═══ Выбранный отрывок
Кажется, все ясно. В уже упомянутой книге Лекманова единственным косвенным подтверждением гипотезы о Тихонове служат цитаты из писем Г. Иванова поэту и литературоведу В. Маркову, где он неприязненно отзывается о Тихонове, в частности называя его (а заодно и Заболоцкого)… учеником Одоевцевой, что якобы признавал сам поэт. Марков, незадолго до того составивший блистательную антологию «Приглушенные голоса. Поэзия за железным занавесом» (1952), куда были включены объемные подборки обоих «учеников», как можно видеть по ответным письмам Иванова, конечно, нисколько не соглашался с такого рода предвзятыми оценками.
══════
═══ Строки данных
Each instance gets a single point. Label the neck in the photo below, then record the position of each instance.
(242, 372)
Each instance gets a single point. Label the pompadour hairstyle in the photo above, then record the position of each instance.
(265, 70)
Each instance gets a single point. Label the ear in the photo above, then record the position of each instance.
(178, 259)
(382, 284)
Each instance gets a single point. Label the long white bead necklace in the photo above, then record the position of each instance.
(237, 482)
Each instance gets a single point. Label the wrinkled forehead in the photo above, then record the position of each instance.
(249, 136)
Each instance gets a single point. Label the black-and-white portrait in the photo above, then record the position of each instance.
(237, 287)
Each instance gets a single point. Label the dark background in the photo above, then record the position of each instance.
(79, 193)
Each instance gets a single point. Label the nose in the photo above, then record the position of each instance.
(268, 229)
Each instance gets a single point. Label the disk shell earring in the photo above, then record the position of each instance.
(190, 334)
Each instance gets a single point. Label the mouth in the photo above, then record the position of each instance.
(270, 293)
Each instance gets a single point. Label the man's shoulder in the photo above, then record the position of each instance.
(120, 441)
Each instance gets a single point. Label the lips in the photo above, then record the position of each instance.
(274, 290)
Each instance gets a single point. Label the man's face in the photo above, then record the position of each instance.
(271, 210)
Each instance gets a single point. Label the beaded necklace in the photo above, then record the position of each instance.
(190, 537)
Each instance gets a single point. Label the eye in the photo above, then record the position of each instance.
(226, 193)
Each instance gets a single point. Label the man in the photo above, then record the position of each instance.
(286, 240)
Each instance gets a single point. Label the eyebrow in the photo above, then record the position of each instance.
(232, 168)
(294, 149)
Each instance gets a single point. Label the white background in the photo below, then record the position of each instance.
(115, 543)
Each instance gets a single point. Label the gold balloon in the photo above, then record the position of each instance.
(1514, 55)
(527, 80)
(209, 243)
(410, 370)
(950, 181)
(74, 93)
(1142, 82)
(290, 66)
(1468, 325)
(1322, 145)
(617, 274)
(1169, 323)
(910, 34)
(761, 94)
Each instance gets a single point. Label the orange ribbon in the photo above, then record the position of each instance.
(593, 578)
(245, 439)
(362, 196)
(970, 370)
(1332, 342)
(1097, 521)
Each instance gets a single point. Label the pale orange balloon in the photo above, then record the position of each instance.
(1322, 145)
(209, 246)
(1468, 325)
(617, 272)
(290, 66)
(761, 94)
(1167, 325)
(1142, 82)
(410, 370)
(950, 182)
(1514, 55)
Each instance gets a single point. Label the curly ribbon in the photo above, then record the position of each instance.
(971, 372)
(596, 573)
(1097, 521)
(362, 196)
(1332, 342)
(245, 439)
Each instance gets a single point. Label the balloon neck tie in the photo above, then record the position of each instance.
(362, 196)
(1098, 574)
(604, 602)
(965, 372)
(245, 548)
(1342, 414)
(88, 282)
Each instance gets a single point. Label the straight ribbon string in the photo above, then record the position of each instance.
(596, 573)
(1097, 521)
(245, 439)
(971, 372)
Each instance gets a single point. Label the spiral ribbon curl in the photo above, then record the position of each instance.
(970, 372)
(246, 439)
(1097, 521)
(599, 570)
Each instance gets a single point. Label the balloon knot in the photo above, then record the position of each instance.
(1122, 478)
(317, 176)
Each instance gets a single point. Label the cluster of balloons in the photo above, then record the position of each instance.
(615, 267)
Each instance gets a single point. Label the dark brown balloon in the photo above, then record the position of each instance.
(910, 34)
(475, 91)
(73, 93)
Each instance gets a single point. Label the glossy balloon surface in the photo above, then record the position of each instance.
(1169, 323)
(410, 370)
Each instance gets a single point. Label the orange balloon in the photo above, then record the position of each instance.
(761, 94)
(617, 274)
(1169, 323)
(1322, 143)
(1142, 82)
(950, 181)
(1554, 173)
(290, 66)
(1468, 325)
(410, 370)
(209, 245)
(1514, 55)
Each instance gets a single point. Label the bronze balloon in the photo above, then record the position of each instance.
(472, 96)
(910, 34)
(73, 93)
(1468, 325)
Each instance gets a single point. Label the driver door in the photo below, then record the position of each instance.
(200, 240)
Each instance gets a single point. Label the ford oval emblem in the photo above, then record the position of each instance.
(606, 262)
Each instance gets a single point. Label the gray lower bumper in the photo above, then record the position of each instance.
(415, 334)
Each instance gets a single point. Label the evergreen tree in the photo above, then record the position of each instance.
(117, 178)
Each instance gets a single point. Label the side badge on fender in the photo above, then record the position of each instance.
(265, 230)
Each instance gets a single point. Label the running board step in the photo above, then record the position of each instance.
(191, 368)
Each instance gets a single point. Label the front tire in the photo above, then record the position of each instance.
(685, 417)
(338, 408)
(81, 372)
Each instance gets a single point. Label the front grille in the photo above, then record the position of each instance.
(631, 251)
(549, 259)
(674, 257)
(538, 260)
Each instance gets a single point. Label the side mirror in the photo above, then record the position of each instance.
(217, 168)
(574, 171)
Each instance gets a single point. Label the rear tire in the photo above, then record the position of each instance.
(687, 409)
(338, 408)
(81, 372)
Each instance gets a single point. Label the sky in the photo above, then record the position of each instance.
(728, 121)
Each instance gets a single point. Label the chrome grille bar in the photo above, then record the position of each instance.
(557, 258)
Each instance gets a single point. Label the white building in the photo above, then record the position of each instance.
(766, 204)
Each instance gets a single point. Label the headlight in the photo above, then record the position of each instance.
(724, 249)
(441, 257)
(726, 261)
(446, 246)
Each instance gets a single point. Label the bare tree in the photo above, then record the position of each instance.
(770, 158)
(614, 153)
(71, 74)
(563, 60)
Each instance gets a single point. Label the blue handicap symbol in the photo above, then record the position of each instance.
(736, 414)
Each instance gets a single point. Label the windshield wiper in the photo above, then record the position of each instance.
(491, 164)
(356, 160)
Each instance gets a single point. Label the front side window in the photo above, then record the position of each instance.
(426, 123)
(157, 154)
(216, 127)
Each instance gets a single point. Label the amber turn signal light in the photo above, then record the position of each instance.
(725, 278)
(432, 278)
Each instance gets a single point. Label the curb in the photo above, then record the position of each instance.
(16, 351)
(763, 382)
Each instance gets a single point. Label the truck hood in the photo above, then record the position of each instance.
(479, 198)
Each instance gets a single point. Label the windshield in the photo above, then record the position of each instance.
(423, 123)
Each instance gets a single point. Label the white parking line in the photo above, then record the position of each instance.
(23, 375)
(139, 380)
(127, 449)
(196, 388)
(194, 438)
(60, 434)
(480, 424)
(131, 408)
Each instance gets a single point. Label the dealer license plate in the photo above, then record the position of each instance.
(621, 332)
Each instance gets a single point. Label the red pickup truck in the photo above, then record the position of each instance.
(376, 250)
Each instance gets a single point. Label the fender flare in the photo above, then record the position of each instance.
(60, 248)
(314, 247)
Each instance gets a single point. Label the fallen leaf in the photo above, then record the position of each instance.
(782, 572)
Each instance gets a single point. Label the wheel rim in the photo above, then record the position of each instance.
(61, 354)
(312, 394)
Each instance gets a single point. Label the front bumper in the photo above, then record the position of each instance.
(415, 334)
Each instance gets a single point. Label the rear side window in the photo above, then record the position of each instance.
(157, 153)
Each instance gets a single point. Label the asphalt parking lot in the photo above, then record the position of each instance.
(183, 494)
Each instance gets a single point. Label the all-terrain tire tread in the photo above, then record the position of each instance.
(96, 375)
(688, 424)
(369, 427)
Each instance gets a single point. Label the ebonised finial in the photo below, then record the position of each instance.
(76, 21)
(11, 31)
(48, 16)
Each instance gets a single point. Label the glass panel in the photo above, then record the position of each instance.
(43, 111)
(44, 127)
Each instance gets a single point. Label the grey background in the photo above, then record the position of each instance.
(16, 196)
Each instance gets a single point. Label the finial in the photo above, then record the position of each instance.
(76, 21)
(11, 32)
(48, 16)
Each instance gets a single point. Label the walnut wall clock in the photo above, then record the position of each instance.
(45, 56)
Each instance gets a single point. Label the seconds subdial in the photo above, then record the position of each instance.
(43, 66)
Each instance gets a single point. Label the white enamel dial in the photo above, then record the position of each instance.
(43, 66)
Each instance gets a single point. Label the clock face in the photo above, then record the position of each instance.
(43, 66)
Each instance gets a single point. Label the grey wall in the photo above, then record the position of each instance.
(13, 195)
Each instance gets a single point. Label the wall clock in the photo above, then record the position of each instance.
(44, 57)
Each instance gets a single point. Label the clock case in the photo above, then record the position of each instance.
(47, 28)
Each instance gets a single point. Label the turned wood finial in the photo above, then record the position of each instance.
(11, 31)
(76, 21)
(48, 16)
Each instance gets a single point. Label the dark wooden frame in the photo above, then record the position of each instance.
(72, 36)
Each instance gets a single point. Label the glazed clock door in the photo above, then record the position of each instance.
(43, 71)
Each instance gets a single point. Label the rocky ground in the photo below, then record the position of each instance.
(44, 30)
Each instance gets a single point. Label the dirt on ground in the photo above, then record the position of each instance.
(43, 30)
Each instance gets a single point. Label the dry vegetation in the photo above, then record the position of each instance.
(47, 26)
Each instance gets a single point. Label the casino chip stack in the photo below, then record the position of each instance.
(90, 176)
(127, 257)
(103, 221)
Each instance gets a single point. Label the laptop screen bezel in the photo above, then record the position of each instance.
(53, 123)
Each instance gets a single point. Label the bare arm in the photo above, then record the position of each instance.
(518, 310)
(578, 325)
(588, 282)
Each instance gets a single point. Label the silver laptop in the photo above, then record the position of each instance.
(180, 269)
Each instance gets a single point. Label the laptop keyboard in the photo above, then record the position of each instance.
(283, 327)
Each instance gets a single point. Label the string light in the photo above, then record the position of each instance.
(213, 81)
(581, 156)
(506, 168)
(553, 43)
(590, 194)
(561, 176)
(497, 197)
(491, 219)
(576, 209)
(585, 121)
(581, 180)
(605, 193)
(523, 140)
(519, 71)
══════
» Задание A:
Ответьте по отрывку об Иванове и Маркове, каждый ответ с новой строки с той же пометкой:
(i) Кому адресованы письма Г. Иванова, цитаты из которых приводятся в книге Лекманова?
(ii) Кого, кроме Тихонова, Иванов назвал учеником Одоевцевой?
(iii) Как называется антология, составленная Марковым, и в каком году она вышла?
» Задание B:
Перечислите всех людей, которые упомянуты в отрывке об Иванове и Маркове.
» Задание C:
Допишите отрывок об Иванове и Маркове, начав сразу после его последнего предложения.

» Ответ A:
(i) Поэту и литературоведу В. Маркову.
(ii) Заболоцкого.
(iii) «Приглушенные голоса. Поэзия за железным занавесом», 1952 год.

» Ответ B:
Лекманов, Тихонов, Г. Иванов, В. Марков, Заболоцкий, Одоевцева.

» Ответ C:
При этом вызывают большие сомнения и другие слова Иванова в цитируемом Лекмановым письме, где, к примеру, сказано о Тихонове 1920-х, «которого я, своей властью, только что принял в союз поэтов». Какой «властью» должен был принимать Иванов Тихонова, когда на заявление последнего горячо откликнулись председатель Союза Гумилев и М. Лозинский?
Впрочем, сам Иванов предупредил наши сегодняшние сомнения, заранее отмахнувшись от посторонних «толкований» в другом письме тому же Маркову: «…Писем моих, впредь, не читайте «посторонним лицам». Я ведь пишу, как близкому человеку, Вам лично — мало ли что я еще могу написать…»
Между тем Лекманов, комментируя слова Гумилева, ссылается исключительно на Иванова, на брошенную им мимоходом небрежную реплику о Тихонове, — совершенно не считаясь с мнением о нем самого Гумилева!
Возникает вопрос: для чего понадобилось Лекманову возводить эту шитую белыми нитками напраслину на Николая Тихонова? Зачем эти скороспелые и нелепые выводы, сделанные явно «без особого труда», словно бы наугад? Уж не потому ли, что уважаемому исследователю, известному филологу, неизвестны другие поэты того времени с фамилией на Т.?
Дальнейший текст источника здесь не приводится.